■ **WHAT YOU NEED TO DO**
Pictures in the records below are skipped; the rest is copied exactly.

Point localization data
───
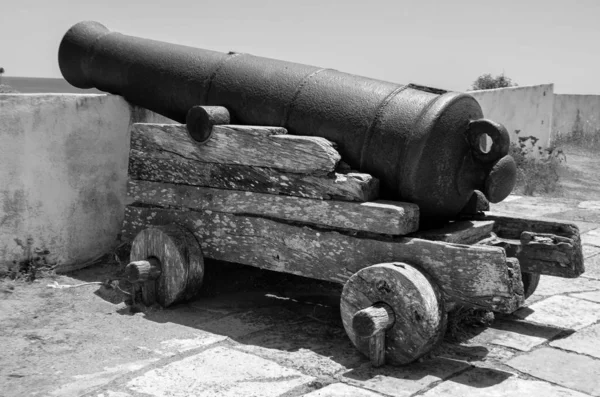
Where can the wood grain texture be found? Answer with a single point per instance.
(377, 349)
(373, 319)
(268, 147)
(459, 232)
(180, 258)
(542, 246)
(474, 276)
(166, 167)
(420, 318)
(142, 270)
(383, 217)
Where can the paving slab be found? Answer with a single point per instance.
(592, 205)
(570, 370)
(342, 390)
(219, 371)
(561, 311)
(592, 267)
(483, 382)
(403, 381)
(585, 341)
(315, 348)
(593, 296)
(550, 285)
(518, 335)
(592, 237)
(244, 323)
(577, 216)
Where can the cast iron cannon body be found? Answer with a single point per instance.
(422, 143)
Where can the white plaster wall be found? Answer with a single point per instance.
(63, 173)
(527, 109)
(576, 113)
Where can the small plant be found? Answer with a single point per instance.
───
■ **WRITTEN RESPONSE**
Where can the wood grain texture be found? Answer with a single point per instance.
(377, 349)
(373, 319)
(268, 147)
(459, 232)
(180, 258)
(542, 246)
(474, 276)
(166, 167)
(420, 318)
(142, 270)
(383, 217)
Where can the paving slab be found? Answer with a single point per instance.
(592, 205)
(570, 370)
(342, 390)
(219, 371)
(561, 311)
(592, 267)
(483, 382)
(403, 381)
(585, 341)
(315, 348)
(593, 296)
(550, 285)
(518, 335)
(592, 237)
(244, 323)
(577, 216)
Where can the cast iron cannon body be found? Answer with a single point per instance.
(422, 143)
Where can the white plaster wall be found? Answer with a single point per instance.
(63, 173)
(527, 109)
(576, 113)
Where can the small plant be found? Answer with a single point per instance.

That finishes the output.